_Work task_
Take the line that contains "Please help me find the black" in the data below and each line after it, through the last, and repeat them unchanged.

== Data shown

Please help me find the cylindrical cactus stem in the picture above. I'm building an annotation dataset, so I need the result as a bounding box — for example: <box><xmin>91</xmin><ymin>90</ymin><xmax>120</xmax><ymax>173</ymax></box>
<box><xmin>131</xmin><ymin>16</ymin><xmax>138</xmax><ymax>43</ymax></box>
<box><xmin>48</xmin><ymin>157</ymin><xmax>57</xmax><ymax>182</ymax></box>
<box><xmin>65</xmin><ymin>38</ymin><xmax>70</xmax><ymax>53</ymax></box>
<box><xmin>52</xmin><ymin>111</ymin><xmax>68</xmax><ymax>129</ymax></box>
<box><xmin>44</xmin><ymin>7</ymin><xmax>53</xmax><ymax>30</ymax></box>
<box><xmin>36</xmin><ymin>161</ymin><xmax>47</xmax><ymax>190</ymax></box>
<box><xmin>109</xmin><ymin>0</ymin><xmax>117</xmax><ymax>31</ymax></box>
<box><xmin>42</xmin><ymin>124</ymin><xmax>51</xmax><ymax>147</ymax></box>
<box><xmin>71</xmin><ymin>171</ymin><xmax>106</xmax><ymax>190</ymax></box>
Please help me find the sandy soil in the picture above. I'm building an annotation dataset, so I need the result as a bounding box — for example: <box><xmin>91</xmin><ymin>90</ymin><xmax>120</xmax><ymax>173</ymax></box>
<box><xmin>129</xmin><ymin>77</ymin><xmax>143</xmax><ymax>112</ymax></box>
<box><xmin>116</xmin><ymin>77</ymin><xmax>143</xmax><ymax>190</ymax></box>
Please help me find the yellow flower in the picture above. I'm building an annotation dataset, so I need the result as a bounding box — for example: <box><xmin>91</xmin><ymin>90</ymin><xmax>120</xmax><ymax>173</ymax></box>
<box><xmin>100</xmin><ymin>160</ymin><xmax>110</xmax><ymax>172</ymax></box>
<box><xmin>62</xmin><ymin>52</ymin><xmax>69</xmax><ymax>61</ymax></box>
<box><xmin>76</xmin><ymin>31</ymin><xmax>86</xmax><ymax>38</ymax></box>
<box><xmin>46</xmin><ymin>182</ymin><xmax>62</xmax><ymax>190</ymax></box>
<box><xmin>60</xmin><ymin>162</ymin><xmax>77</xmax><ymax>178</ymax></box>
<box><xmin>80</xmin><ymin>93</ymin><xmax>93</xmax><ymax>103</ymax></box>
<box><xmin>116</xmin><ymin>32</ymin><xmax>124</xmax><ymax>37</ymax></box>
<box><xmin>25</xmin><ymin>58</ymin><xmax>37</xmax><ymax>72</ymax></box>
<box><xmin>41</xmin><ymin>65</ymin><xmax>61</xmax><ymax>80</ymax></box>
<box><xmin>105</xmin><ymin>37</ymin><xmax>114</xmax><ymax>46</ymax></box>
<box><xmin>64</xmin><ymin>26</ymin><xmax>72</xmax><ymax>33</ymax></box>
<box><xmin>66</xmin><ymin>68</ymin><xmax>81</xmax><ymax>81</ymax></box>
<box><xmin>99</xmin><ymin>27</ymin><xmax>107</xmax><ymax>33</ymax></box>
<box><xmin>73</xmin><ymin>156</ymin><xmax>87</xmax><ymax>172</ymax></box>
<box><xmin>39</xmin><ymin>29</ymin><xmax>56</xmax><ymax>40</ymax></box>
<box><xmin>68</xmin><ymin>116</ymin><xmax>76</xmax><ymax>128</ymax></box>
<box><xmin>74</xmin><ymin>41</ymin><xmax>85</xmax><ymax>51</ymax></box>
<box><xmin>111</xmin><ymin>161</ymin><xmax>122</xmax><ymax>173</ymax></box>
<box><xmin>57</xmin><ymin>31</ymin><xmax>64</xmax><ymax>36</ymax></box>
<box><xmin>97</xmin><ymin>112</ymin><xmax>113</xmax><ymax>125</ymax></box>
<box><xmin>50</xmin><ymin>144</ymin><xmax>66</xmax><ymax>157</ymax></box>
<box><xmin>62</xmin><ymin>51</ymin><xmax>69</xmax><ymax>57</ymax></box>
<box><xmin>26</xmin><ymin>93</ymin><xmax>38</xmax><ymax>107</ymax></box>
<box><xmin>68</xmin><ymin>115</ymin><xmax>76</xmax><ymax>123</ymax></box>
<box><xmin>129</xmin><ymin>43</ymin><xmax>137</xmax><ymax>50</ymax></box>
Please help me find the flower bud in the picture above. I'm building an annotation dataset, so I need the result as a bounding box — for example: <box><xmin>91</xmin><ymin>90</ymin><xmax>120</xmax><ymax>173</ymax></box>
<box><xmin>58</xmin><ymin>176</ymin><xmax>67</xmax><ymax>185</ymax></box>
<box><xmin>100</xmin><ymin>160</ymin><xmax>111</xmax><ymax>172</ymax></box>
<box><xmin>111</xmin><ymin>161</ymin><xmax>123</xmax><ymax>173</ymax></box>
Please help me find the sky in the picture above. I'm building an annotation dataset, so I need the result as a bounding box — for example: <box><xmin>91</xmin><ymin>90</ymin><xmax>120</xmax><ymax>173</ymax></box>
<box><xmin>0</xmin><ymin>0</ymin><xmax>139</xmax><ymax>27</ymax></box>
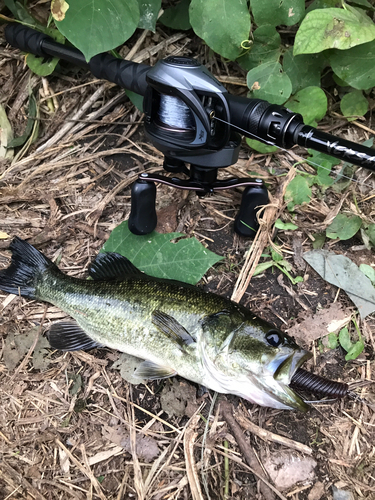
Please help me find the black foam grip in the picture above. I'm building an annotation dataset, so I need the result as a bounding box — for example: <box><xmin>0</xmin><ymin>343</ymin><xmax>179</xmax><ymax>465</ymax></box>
<box><xmin>89</xmin><ymin>53</ymin><xmax>150</xmax><ymax>96</ymax></box>
<box><xmin>5</xmin><ymin>23</ymin><xmax>50</xmax><ymax>57</ymax></box>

====

_Answer for the task_
Please help me find the black foam grip in the picture above. I'm building an annotation dataset, so I need the result as a bounding box — for example: <box><xmin>0</xmin><ymin>343</ymin><xmax>179</xmax><ymax>465</ymax></box>
<box><xmin>89</xmin><ymin>53</ymin><xmax>150</xmax><ymax>96</ymax></box>
<box><xmin>5</xmin><ymin>23</ymin><xmax>50</xmax><ymax>57</ymax></box>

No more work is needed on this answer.